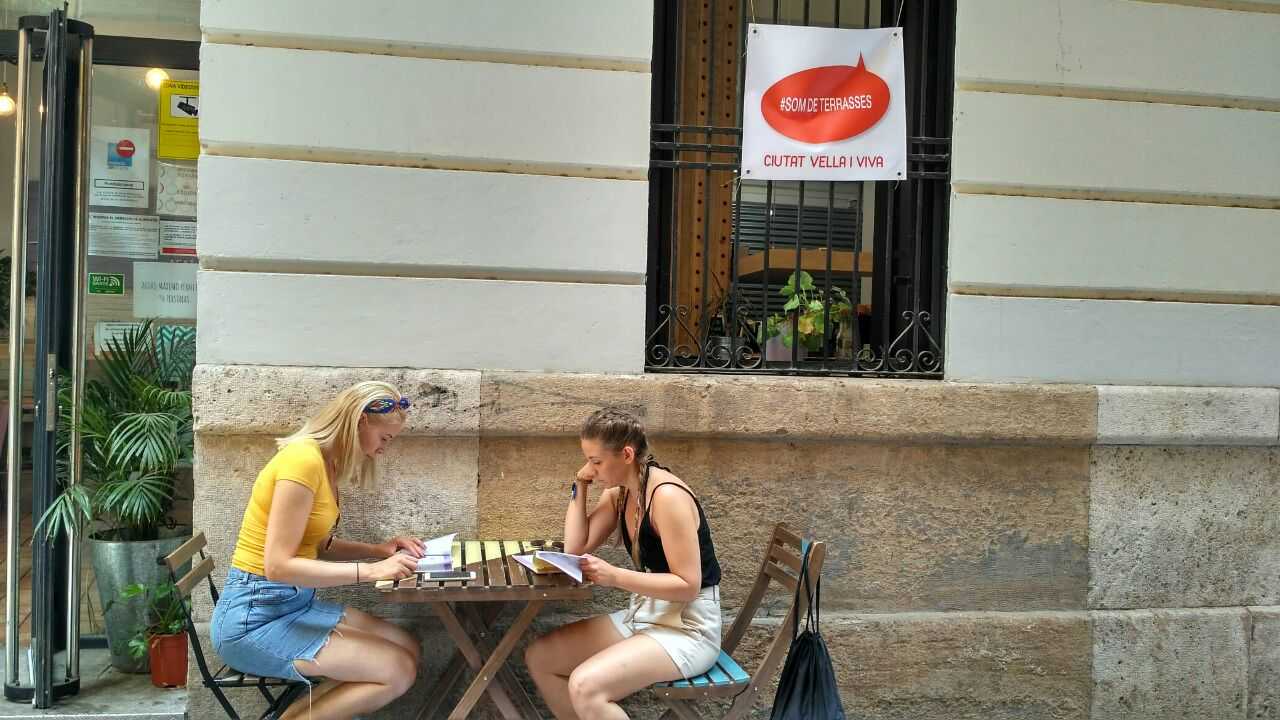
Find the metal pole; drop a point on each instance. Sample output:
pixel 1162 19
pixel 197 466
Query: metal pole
pixel 17 341
pixel 81 263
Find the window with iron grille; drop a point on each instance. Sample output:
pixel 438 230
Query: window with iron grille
pixel 726 254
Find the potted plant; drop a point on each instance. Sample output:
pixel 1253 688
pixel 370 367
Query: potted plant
pixel 136 437
pixel 804 319
pixel 161 639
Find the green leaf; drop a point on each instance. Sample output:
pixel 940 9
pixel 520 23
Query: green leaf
pixel 72 510
pixel 150 440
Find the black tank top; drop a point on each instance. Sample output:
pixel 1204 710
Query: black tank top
pixel 652 556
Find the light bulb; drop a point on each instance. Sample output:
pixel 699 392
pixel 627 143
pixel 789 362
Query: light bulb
pixel 156 77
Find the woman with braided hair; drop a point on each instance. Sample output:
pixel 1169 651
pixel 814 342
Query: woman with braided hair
pixel 671 628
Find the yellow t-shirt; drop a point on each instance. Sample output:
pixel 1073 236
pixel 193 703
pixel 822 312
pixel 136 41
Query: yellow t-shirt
pixel 301 463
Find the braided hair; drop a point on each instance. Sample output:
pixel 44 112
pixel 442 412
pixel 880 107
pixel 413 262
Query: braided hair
pixel 616 428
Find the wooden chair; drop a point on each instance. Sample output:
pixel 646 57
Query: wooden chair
pixel 726 679
pixel 225 677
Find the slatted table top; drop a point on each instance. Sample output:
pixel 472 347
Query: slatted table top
pixel 499 578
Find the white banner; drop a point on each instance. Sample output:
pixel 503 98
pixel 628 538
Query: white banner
pixel 164 290
pixel 824 104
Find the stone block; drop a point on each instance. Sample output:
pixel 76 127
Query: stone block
pixel 827 409
pixel 1184 527
pixel 908 528
pixel 1188 415
pixel 1264 662
pixel 1170 664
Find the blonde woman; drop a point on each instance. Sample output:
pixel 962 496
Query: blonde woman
pixel 268 620
pixel 671 628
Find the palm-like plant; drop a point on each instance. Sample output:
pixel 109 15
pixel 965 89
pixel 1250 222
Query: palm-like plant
pixel 136 429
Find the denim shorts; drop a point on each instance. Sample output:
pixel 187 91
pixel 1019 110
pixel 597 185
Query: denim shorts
pixel 261 627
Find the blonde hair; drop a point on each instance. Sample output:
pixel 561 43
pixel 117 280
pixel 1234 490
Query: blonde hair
pixel 336 428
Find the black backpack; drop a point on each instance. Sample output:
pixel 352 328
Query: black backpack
pixel 807 689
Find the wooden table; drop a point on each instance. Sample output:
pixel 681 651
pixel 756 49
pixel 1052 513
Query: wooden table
pixel 470 610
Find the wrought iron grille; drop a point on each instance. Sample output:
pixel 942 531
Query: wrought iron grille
pixel 727 254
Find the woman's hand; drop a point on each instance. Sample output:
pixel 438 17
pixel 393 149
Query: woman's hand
pixel 412 546
pixel 598 572
pixel 394 568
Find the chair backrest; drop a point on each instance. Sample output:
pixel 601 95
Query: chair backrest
pixel 202 570
pixel 782 561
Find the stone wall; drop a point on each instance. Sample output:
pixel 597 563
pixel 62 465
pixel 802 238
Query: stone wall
pixel 992 552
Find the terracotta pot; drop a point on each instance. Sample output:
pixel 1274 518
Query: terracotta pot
pixel 168 656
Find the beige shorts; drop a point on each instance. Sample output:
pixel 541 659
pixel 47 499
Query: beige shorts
pixel 690 632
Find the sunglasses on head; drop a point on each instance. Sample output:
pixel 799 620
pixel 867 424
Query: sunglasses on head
pixel 384 405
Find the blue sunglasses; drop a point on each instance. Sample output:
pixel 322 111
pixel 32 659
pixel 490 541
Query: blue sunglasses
pixel 383 405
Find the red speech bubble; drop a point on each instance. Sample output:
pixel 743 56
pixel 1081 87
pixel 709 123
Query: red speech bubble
pixel 826 104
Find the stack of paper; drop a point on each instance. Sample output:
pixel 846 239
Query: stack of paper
pixel 544 561
pixel 439 555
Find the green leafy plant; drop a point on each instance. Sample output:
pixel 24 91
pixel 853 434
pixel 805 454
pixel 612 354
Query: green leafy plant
pixel 165 613
pixel 804 317
pixel 136 429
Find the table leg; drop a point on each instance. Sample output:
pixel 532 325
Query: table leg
pixel 480 628
pixel 489 671
pixel 453 627
pixel 455 670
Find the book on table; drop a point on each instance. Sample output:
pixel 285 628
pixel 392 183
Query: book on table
pixel 438 556
pixel 545 561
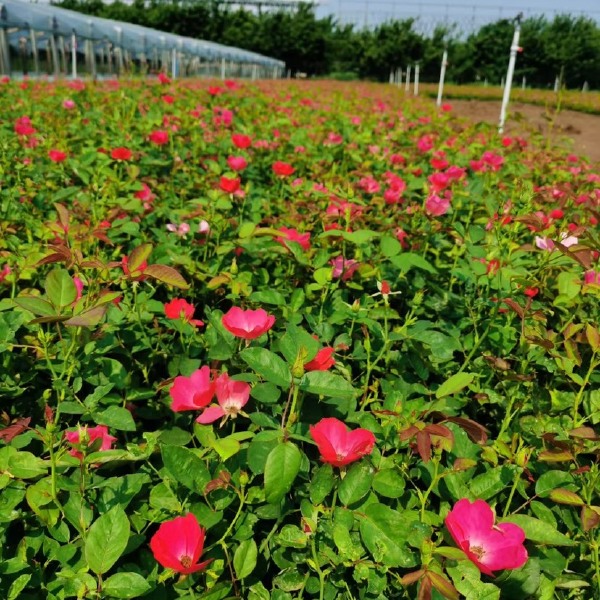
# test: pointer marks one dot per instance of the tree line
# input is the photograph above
(566, 46)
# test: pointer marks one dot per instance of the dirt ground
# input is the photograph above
(576, 131)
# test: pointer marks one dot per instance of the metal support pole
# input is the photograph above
(63, 54)
(73, 55)
(514, 48)
(36, 62)
(54, 53)
(442, 77)
(4, 55)
(4, 49)
(417, 70)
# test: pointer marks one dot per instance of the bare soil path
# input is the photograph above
(578, 132)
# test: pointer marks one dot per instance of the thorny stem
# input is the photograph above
(318, 569)
(577, 401)
(513, 489)
(434, 481)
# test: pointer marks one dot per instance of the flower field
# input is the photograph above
(284, 340)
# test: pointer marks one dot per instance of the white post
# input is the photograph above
(514, 48)
(442, 77)
(74, 56)
(417, 69)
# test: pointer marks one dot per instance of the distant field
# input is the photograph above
(588, 102)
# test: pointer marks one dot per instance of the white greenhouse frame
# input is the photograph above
(39, 39)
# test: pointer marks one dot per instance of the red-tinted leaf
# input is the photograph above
(593, 337)
(563, 496)
(36, 305)
(167, 275)
(51, 258)
(590, 517)
(424, 446)
(88, 318)
(477, 433)
(440, 430)
(138, 256)
(63, 215)
(555, 456)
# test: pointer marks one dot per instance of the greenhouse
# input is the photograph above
(38, 39)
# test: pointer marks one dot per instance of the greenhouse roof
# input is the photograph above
(20, 19)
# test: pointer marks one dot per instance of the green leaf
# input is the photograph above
(244, 559)
(388, 483)
(390, 246)
(357, 483)
(137, 257)
(268, 365)
(116, 417)
(60, 289)
(294, 339)
(283, 464)
(563, 496)
(18, 585)
(490, 483)
(456, 383)
(25, 465)
(551, 480)
(186, 468)
(324, 383)
(539, 531)
(407, 260)
(385, 533)
(268, 297)
(266, 393)
(38, 306)
(106, 540)
(125, 585)
(88, 318)
(321, 483)
(360, 236)
(167, 275)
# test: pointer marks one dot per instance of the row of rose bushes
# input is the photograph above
(292, 340)
(587, 102)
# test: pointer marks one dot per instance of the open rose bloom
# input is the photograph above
(178, 545)
(178, 308)
(339, 446)
(232, 396)
(192, 393)
(490, 547)
(247, 324)
(90, 437)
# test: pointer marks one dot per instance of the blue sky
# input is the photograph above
(468, 14)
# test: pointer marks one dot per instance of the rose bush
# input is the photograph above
(292, 340)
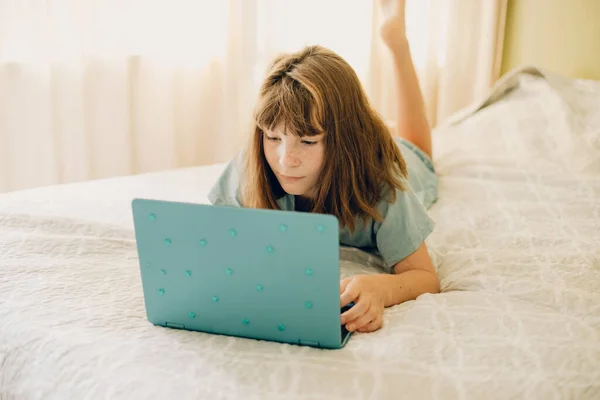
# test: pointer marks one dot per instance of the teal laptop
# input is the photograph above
(260, 274)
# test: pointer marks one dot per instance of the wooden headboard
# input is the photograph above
(560, 35)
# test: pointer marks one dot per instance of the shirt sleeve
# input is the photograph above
(405, 226)
(226, 190)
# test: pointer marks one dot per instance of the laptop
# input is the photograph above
(260, 274)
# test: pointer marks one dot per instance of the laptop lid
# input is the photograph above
(262, 274)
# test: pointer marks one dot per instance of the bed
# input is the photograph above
(517, 248)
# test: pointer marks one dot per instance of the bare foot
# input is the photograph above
(393, 28)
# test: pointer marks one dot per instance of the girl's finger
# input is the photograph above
(343, 284)
(349, 294)
(357, 311)
(362, 321)
(372, 326)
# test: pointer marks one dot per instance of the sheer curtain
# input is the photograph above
(93, 89)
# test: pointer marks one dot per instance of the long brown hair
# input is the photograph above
(316, 91)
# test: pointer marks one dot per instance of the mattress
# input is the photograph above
(516, 246)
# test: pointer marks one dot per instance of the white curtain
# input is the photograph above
(93, 89)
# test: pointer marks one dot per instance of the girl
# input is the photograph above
(318, 146)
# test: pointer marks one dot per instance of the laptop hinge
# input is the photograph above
(309, 343)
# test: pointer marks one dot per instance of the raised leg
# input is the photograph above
(412, 120)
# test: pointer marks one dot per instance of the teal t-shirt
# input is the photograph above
(406, 223)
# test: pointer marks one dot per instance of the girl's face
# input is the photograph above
(295, 161)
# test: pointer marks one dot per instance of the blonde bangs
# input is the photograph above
(290, 102)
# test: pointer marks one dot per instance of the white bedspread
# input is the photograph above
(517, 246)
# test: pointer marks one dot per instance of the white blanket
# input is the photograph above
(517, 247)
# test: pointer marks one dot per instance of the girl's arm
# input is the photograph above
(371, 293)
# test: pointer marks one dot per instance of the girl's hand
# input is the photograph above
(393, 28)
(368, 294)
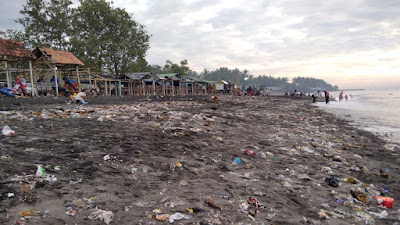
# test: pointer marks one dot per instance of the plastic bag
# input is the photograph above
(7, 131)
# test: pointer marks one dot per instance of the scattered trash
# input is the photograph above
(332, 181)
(27, 212)
(10, 195)
(40, 172)
(254, 202)
(304, 177)
(359, 194)
(382, 215)
(105, 216)
(212, 203)
(385, 201)
(351, 180)
(237, 161)
(70, 212)
(177, 216)
(57, 168)
(7, 131)
(247, 152)
(162, 217)
(157, 211)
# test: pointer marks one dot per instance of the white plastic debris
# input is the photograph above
(177, 216)
(7, 131)
(105, 216)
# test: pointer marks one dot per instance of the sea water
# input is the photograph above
(377, 111)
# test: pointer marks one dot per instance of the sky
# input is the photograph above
(352, 44)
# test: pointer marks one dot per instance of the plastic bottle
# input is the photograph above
(385, 201)
(7, 131)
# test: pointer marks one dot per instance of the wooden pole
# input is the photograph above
(90, 81)
(154, 87)
(144, 87)
(79, 79)
(55, 80)
(33, 93)
(9, 84)
(120, 88)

◆ ◆ ◆ ◆ ◆

Set exercise: Starting from the beginning of the data above, repeat it word for word, and stop after the line that has "pixel 726 254". Leave out the pictures.

Exercise solution:
Find the metal pole; drop a point on each instance. Sample output:
pixel 1162 19
pixel 197 466
Query: metal pole
pixel 17 341
pixel 81 263
Find the window with iron grille; drop a point on each instance. Sample output:
pixel 438 230
Query: window with iron grille
pixel 726 254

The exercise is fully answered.